Goal of the exercise => Repeat the records below exactly, from the first line through the line containing "box: [13, 640, 325, 722]", and leave out any pictures.

Data records =>
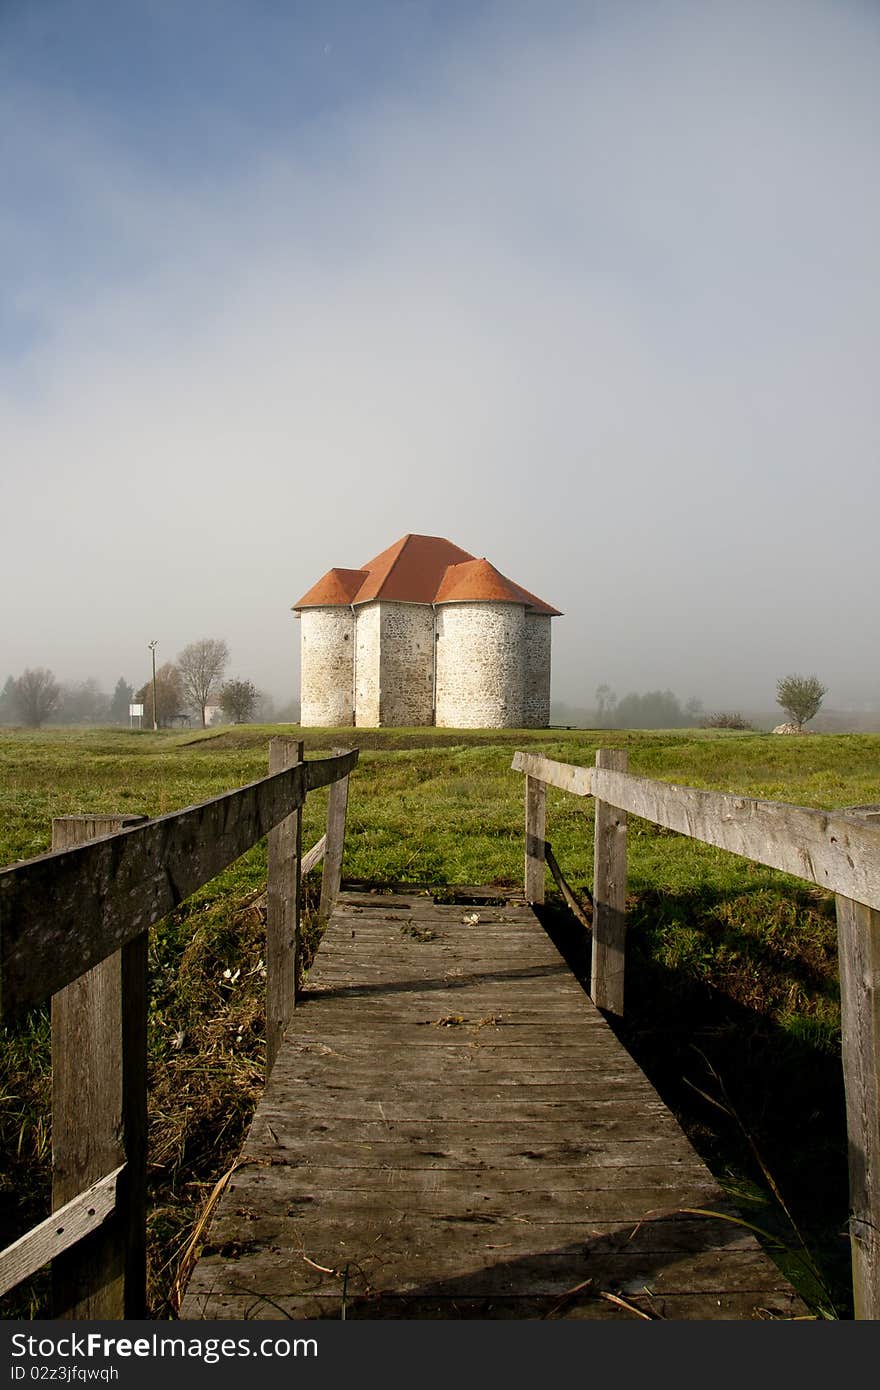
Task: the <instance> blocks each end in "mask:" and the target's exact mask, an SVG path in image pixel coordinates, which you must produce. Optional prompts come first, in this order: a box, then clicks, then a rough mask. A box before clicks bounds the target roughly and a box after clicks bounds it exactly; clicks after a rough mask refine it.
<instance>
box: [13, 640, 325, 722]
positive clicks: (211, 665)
mask: <svg viewBox="0 0 880 1390" xmlns="http://www.w3.org/2000/svg"><path fill="white" fill-rule="evenodd" d="M228 663H229V648H228V646H227V644H225V642H224V641H222V639H220V638H203V639H200V641H197V642H190V644H189V645H188V646H185V648H184V651H182V652H181V653H179V655H178V657H177V660H175V662H165V663H164V664H163V666H160V667H158V669H157V671H156V692H154V694H156V712H153V678H152V676H150V678H149V680H147V681H145V684H143V685H142V687H140V688H139V689H135V687H133V685H132V684H131V681H127V680H125V677H122V676H121V677H120V678H118V681H117V684H115V688H114V691H113V695H110V694H108V692H107V691H103V689H101V688H100V684H99V681H96V680H93V678H89V680H85V681H81V682H78V684H67V685H65V684H61V682H60V681H57V680H56V677H54V674H53V671H50V670H47V669H46V667H43V666H39V667H28V670H25V671H22V673H21V676H8V677H7V680H6V682H4V685H3V688H1V689H0V724H25V726H26V727H29V728H40V727H42V726H43V724H117V726H121V727H128V726H129V723H131V717H129V706H131V705H132V703H135V705H143V728H152V727H153V723H156V724H157V726H158V727H160V728H168V727H171V726H174V724H185V723H189V721H190V717H195V719H196V720H199V723H200V724H202V726H203V727H204V726H207V723H209V713H210V712H213V710H221V712H222V720H224V721H227V723H231V724H246V723H253V721H257V720H260V721H264V723H270V721H272V720H281V721H295V720H298V719H299V706H296V705H288V706H285V708H284V709H279V710H275V708H274V705H272V701H271V699H270V698H268V695H266V694H264V692H263V691H259V689H257V687H256V685H254V684H253V681H250V680H245V678H242V677H232V678H229V680H224V676H225V670H227V666H228Z"/></svg>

Exercise solution =>
Task: the <instance> blocks each end in "mask:" and the target's exact mask, an SVG path in image pixel coordinates, which you must produce. Optional prompts come first, in this order: a box, then clicks, then a rough mask. A box before clicks bounds the target roughly and a box after clicks bounds it exactly; clicks after a rough mask refine it.
<instance>
box: [13, 640, 325, 722]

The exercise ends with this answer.